EXTRAIT DU TEXTE:
_____

Cherté du livre, c’est selon

Michel Alex Kipré, auteur de ‘’Sang pansé’’, un recueil de poèmes et promoteur du Grand Prix Kaïlcédra, lui, assure que le prix du livre est bon. « Pour moi, le livre ne coûte pas cher en Côte d’Ivoire. Nous souffrons d’un problème de diffusion. Par exemple, au Salon du livre, c’était moins cher. On avait des bouquins à 2 000 Fcfa. Il faut, par exemple, pendant des périodes spécifiques de l’année, que les libraires fassent des packages de 4 à 5 livres à 7 000 Fcfa ou 8 000 Fcfa. Mais aussi, il faut inscrire l’achat du livre dans nos mœurs », propose-t-il. Selon la logique du journaliste-écrivain, c’est parce qu’on estime le coût du livre en fonction du prix du sac de riz ou de la facture d’eau, qu’on le trouve élevé. « Chez nous, on ne meurt pas de n’avoir pas lu », philosophe-t-il. Et de tancer : « des jeunes étudiants qui ne travaillent pas font des transferts d’unité de 5 000 Fcfa ou 3 000 Fcfa sur leurs téléphones portables pour bavarder avec leurs copains la nuit. Mais 5000 Fcfa ou 3 000 Fcfa, c’est le coût d’un livre ». Toutefois, les professionnels estiment que si certaines voies sont bien exploitées, il peut y avoir des améliorations.

_____

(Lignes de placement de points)
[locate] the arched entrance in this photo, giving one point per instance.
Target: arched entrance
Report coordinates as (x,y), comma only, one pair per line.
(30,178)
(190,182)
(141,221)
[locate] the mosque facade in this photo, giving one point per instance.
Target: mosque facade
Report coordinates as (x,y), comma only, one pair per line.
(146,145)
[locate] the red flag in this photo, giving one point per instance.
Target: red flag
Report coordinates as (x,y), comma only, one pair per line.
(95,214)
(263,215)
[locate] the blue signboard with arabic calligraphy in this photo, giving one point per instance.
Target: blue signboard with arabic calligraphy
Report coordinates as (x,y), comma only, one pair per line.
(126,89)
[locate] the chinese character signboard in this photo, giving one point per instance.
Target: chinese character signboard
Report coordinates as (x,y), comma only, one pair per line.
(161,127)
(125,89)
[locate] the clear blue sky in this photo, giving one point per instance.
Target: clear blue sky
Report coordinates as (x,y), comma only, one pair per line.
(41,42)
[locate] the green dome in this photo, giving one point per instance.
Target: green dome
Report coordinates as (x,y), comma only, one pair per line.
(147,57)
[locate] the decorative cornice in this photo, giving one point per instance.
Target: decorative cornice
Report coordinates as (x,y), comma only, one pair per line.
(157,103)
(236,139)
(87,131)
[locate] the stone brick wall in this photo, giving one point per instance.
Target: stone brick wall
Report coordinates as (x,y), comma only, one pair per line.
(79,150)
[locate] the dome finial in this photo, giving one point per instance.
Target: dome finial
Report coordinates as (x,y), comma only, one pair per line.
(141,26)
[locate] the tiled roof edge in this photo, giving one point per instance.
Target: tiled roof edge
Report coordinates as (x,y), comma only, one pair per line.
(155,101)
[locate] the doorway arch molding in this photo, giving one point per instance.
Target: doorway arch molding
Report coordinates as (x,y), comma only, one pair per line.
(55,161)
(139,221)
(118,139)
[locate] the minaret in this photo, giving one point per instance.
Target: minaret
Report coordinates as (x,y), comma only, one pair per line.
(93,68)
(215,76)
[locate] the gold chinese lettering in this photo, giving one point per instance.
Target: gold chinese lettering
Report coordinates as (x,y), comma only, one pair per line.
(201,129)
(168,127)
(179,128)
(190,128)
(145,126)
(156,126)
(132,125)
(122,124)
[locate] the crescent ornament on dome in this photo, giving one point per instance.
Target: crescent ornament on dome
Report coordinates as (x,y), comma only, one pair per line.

_____

À FAIRE:
1. D'après l'extrait sur le prix du livre, quel était le prix de certains livres au Salon du livre ?
2. Résumez l'extrait sur le prix du livre en deux phrases.
3. Traduisez en anglais la phrase suivante de l'extrait sur le prix du livre : « Pour moi, le livre ne coûte pas cher en Côte d’Ivoire. »

RÉSULTATS:
1. 2 000 Fcfa.

2. Michel Alex Kipré, auteur de « Sang pansé » et promoteur du Grand Prix Kaïlcédra, estime que le livre ne coûte pas cher en Côte d'Ivoire et que le vrai problème est la diffusion. Il propose que les libraires vendent des lots de livres à certaines périodes de l'année et que l'achat du livre entre dans les mœurs, en soulignant que des étudiants dépensent en unités téléphoniques l'équivalent du prix d'un livre.

3. For me, books are not expensive in Côte d'Ivoire.